Overview
Connected Component algorithm is used to count the number of connected components in the current GraphSet, it is an indicator to examine the connectivity of the graph.
Connected component is a coarse-grained metering method, if the number of connected components of a graph does not change, it can be considered from a macroscopic point of view that the topology characteristics of the graph have not changed.
Basic Concept
Connected Graph
In undirected graph, if there is path between any two nodes, the graph is regarded as connected. There is no path between the red and green nodes in the graph below, so it is not connected.
In directed graph, if there is path between any two nodes in at least one direction, the graph is regarded as Weakly Connected Graph; if there are paths in both two directions, the graph is regarded as Strongly Connected Graph. Known from the definition, strongly connected graph must meet the conditions of weakly connected graph.
In the graph above, node pairs (1,4)
, (2,4)
and (3,4)
only have one-way paths, the graph only meets the requirements of weakly connected graph. Let's add another edge to the graph and calculate again:
After the modification, all node pairs in the graph have bidirectional paths, so the modified graph is strongly connected graph.
The criterion for determining a weakly connected graph in a directed graph can also be understood as: see if there is path between any two nodes when ignoring the direction of edges in the graph.
Connected Component
A connected component is a connected subgraph that is not part of any larger connected subgraph. According to the definition of connected graph, connected component can be divided into Weakly Connected Component and Strongly Connected Component.
The example above calculates the strongly and weakly connected components of the same graph. The graph can be divided into 3 strongly connected components, or 2 weakly connected components. Strongly connected component has more stringent judgement conditions than weakly connected component, so that the number of strongly connected components is always greater than the number of weakly connected components.

- - - - - - -

**WRITTEN REQUEST 1**
Write out, word for word, the stretch of the text on connected components from "In directed graph, if" through "node pairs (1,4)".

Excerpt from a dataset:
- - - - - - -

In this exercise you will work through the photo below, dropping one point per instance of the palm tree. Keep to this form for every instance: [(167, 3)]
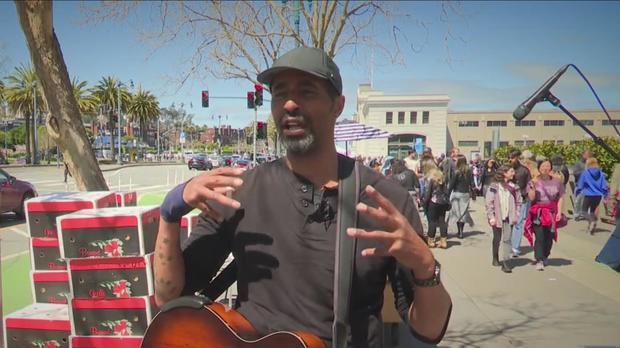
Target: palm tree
[(19, 94), (106, 92), (143, 108), (87, 101)]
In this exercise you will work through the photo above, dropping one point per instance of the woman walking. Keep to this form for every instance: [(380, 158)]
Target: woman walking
[(436, 202), (487, 175), (460, 187), (545, 193), (503, 201), (594, 187)]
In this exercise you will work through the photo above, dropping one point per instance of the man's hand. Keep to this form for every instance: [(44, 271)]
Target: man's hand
[(213, 186), (399, 239)]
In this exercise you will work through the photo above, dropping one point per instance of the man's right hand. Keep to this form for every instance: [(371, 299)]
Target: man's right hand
[(214, 186)]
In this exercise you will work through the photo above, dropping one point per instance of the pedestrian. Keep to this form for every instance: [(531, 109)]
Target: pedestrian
[(593, 186), (522, 177), (578, 169), (545, 192), (502, 201), (460, 188), (284, 248), (406, 178), (560, 169), (487, 175), (412, 161), (436, 202), (610, 253), (448, 164), (67, 171)]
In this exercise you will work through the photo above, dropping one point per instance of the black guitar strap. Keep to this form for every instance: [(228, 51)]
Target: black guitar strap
[(348, 196)]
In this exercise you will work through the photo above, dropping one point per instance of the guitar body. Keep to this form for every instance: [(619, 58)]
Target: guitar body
[(215, 326)]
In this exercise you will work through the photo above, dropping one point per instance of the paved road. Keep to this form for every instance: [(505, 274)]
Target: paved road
[(574, 302), (49, 179)]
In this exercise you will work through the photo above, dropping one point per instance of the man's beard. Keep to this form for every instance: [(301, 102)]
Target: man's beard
[(299, 145)]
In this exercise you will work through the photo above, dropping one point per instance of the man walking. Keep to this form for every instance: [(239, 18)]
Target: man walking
[(578, 169), (522, 178)]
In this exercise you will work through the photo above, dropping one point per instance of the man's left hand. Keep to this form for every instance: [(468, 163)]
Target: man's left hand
[(399, 238)]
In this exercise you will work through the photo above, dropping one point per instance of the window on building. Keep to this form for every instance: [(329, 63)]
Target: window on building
[(610, 123), (585, 123), (469, 123), (525, 123), (465, 143), (554, 123), (497, 123)]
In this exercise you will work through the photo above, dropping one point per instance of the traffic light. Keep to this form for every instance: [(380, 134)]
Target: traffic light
[(261, 130), (258, 95), (205, 99), (250, 100)]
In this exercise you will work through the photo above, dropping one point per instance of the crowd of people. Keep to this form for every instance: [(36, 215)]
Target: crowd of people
[(523, 197)]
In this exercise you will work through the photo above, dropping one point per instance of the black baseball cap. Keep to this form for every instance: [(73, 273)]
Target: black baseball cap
[(307, 59)]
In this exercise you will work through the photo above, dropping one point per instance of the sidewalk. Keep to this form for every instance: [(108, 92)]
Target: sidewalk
[(574, 302)]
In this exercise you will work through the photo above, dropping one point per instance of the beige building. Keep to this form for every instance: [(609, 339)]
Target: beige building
[(408, 118), (472, 132), (425, 119)]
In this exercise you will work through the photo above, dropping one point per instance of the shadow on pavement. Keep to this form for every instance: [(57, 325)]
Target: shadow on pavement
[(10, 219), (520, 325)]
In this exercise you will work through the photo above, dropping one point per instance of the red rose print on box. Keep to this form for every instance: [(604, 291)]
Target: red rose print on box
[(120, 288), (111, 248), (119, 327)]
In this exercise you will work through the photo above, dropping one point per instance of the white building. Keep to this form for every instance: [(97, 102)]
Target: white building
[(409, 118)]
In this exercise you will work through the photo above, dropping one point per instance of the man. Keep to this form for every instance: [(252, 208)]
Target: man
[(578, 169), (284, 247), (522, 178), (412, 162)]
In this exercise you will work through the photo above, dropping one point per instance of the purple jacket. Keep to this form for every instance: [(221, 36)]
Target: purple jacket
[(492, 203)]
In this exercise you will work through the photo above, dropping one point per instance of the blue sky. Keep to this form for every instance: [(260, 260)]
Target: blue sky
[(499, 54)]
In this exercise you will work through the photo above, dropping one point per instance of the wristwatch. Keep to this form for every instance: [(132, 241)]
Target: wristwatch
[(430, 282)]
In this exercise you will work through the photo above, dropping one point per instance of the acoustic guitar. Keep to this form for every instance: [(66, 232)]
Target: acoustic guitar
[(196, 322)]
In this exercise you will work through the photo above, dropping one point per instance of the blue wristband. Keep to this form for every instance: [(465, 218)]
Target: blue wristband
[(174, 207)]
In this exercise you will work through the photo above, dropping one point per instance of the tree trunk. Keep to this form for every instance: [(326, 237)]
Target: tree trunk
[(64, 123), (27, 139)]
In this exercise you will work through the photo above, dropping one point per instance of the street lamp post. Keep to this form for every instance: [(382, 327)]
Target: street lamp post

- - - - - - -

**WRITTEN REQUEST 2**
Extract from the listing the stretch from the line that contains "instance: [(108, 92)]" through the line that contains "[(430, 282)]", both included, and reproduce those lines unchanged.

**FULL OUTPUT 1**
In directed graph, if there is path between any two nodes in at least one direction, the graph is regarded as Weakly Connected Graph; if there are paths in both two directions, the graph is regarded as Strongly Connected Graph. Known from the definition, strongly connected graph must meet the conditions of weakly connected graph.
In the graph above, node pairs (1,4)

**FULL OUTPUT 2**
In this exercise you will work through the photo above, dropping one point per instance of the sidewalk. Keep to this form for every instance: [(108, 92)]
Target: sidewalk
[(574, 302)]
In this exercise you will work through the photo above, dropping one point per instance of the beige building. Keep to this form for every instance: [(609, 339)]
Target: beige building
[(408, 118), (472, 132), (425, 119)]
In this exercise you will work through the photo above, dropping one point per instance of the shadow on pavement. Keep to this form for every instance: [(57, 325)]
Target: shadow on pavement
[(10, 219), (520, 325)]
In this exercise you will work through the photo above, dropping one point per instance of the red rose print on box. Keep to this form for every instance: [(604, 291)]
Target: red rose print on box
[(120, 288), (111, 248), (119, 327)]
In this exercise you will work through the photo above, dropping one point per instance of the white building. Keep to this form for every instance: [(97, 102)]
Target: white building
[(409, 118)]
In this exercise you will work through the photo above, dropping one point per instance of the man. Keep to this form for every instance: [(252, 208)]
Target: man
[(578, 169), (284, 247), (522, 178), (412, 162)]
In this exercise you will work through the photo above, dropping one point per instance of the purple jacket. Keep to this form for every instance: [(221, 36)]
Target: purple jacket
[(492, 203)]
In this exercise you will work through the photo above, dropping one point per instance of the blue sky. Keep to this form for every instance: [(260, 260)]
Target: blue sky
[(499, 54)]
In this exercise you will work through the photo above, dropping one point per instance of the wristwatch. Keep to this form for every instance: [(132, 241)]
Target: wristwatch
[(430, 282)]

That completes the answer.